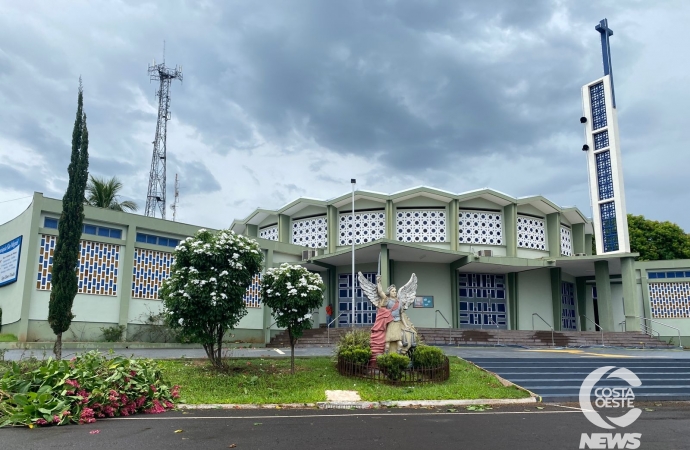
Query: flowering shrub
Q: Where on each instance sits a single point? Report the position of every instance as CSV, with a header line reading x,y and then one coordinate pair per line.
x,y
203,297
87,388
292,292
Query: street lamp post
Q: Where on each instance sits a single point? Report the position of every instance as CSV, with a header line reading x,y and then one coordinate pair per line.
x,y
354,280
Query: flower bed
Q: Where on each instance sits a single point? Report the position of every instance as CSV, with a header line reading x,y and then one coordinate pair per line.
x,y
412,375
82,390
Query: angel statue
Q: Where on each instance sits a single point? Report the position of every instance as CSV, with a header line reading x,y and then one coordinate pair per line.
x,y
392,331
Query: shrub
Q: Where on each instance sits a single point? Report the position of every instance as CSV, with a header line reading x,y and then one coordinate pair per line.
x,y
113,334
393,365
82,390
355,339
204,295
359,356
425,356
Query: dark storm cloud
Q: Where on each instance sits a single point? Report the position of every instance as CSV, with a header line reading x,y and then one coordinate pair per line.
x,y
432,90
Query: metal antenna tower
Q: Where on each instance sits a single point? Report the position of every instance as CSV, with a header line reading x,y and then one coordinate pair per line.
x,y
155,198
176,202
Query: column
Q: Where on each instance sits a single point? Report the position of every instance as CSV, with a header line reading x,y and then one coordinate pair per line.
x,y
632,312
385,266
556,296
581,292
284,231
578,237
390,220
453,220
125,273
553,235
513,301
333,228
603,281
510,228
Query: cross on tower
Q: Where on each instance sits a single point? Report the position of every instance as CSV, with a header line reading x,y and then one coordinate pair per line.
x,y
606,32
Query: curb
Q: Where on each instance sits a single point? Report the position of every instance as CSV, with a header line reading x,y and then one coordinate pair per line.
x,y
365,405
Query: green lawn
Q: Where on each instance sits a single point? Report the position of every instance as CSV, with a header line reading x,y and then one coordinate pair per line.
x,y
269,381
8,338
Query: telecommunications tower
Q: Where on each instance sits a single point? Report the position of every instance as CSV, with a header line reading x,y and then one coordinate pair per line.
x,y
155,199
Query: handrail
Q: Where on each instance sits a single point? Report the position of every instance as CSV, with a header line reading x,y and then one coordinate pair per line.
x,y
450,327
595,327
680,343
498,330
328,327
553,344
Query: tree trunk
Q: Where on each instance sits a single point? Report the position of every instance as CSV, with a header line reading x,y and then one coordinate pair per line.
x,y
292,352
57,348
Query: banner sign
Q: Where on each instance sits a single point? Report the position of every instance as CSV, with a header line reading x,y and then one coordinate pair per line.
x,y
9,261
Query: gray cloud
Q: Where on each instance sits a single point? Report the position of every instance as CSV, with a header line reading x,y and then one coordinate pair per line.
x,y
457,95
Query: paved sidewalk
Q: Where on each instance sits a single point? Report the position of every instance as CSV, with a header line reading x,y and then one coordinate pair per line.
x,y
463,352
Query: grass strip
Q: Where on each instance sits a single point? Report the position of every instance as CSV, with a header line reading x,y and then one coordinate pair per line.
x,y
261,381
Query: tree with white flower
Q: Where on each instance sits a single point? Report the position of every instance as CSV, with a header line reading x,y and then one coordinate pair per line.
x,y
292,292
204,295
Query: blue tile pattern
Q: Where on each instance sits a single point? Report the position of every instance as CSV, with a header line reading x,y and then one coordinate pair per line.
x,y
150,269
670,300
598,102
601,140
604,175
482,301
609,230
98,266
365,311
252,298
568,315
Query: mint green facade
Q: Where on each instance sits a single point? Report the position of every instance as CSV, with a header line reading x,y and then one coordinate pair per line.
x,y
527,255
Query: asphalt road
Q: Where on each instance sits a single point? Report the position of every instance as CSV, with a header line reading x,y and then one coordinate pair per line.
x,y
554,427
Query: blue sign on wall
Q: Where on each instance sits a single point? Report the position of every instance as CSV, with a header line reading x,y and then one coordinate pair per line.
x,y
9,261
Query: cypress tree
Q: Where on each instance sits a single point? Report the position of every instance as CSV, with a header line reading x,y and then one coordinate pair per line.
x,y
66,257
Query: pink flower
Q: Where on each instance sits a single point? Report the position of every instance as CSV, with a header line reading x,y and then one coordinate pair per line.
x,y
86,416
◆ ◆ ◆ ◆ ◆ ◆ ◆
** Direction **
Copy out all of the lines above verbatim, leaving out the pictures.

** Exercise answer **
Query: flowering shrub
Q: Where on each instance sits a single point? Report the position of every instance as CSV, with a header line reading x,y and then one coordinate pair per line.
x,y
203,297
87,388
292,292
Query: street lamp post
Q: Where on each instance sits a single point? Report the position of every instance as CSV, with a header line reading x,y and then one coordinate pair per line.
x,y
354,280
Query: flower bed
Q: Where on each instance sits a single point? Report the position of every instance as CSV, with a header line reading x,y and then one coordinate pair per line.
x,y
412,375
82,390
Query: angel statue
Q: Where on each instance sits a single point? Report the position of every instance as CSV, with a header line reading x,y and then one coordinate pair per line.
x,y
392,331
Query: shrub
Q: Where on each instance sits a single point? Report the position of every instance as CSV, with a header line reading x,y and then one coordinate pair per line.
x,y
113,334
393,365
82,390
355,339
204,295
359,356
425,356
Query: dark storm cloud
Q: Where on each instance sits a single point? Report the position of every instance as CSV, with a header line reading x,y and then one coordinate pair per line.
x,y
432,90
Query: metal antenna tower
Q: Where on each instance sits a single point? Report the position of every instance as CSV, with a header line reading x,y and then one coordinate pair per line.
x,y
155,198
176,202
Query: column
Q: Where on each instance sits a single point? Report the position of every instance as CSV, with a header line reading x,y and then one coordinate pair per line.
x,y
632,312
385,266
556,296
581,292
284,231
578,237
390,220
453,220
125,273
553,235
513,301
333,228
603,281
510,228
Query: cross on tower
Q: Where on each instance sits a single point? Report the position of every instance as CSV, with a header line reading x,y and then one coordinate pair per line.
x,y
606,32
Query: curb
Q: Where on each instance sits a single point? Report the position of every instance as CSV, with a header line reading x,y and then one coordinate pair per line.
x,y
365,405
Query: green lawn
Q: Where on each instance sits a single point? Report the position of every instance as CSV, with a header line reading x,y and then one coordinate pair per line.
x,y
269,381
8,338
Query: telecommunications tower
Q: Where on each instance sits a single point? Report the position of every instance as CSV, with a header line reading x,y and then one coordinate pair per line.
x,y
155,199
Query: handrail
Q: Where on each instance sits a single point? Report the position of every instance as CSV, with a header line reading x,y and then one coordinate pair per line.
x,y
450,327
595,327
680,343
498,330
328,327
553,344
Query: tree trunk
Q: Where on each instance sits a single point? Report the position of every instance as CSV, with a header line reading x,y and then one coordinate pair per line.
x,y
292,352
57,348
Query: banner sign
Q: Where on each instance sits a single point? Report the position of every instance as CSV, with a header line reading x,y and then one coordinate pair per line.
x,y
9,261
Query: gray cloud
Q: Where on each instance sits a single point? Report the position of every instance as CSV, with a header line reading x,y and then one coordinate pair per line.
x,y
457,95
Query: paved sidewalk
Q: Where on each instance sits a single point? Report the position of every instance as CSV, with a header line reading x,y and then one coordinate pair per line.
x,y
463,352
Query: grass strip
Q: Where on each instance sits a single point? Report the position of every instance as CSV, with a header line reading x,y and then one coordinate pair per line.
x,y
261,381
Query: tree with white flower
Q: Where on each instance sits a single point? Report the position of every instance as CSV, with a header line reading x,y and then one coordinate pair per line.
x,y
292,292
204,295
Query: blue tile pattern
Q: Where on each instance sits a single point? Report the position of every instance as CSV, with a header line reading x,y and then one coordinate pair per line.
x,y
150,269
670,300
598,102
601,140
604,175
482,301
609,230
98,266
365,311
252,298
568,315
Query: mint green facade
Q: Where on each instance sits a single point? Report the position of every instance as CSV, with a header line reading x,y and then one coordinate pair per line.
x,y
527,255
Query: asphalt road
Q: Where on each instance sits a single point? Report the position of every instance as CSV, with a header line reading x,y and then one coordinate pair per line.
x,y
554,427
Query: blue sign on wall
Q: Where on each instance sits a single point? Report the position of every instance as CSV, with a header line reading x,y and then one coordinate pair per line.
x,y
9,261
Query: cypress tree
Q: Where on each instance sits a single point? Report the position of every instance as CSV, with a header line reading x,y and then one coordinate pair per line.
x,y
66,257
Query: pink flower
Q: Where on each instance sits a single point? Report the position of every instance as CSV, with a header line reading x,y and then one coordinate pair per line.
x,y
86,416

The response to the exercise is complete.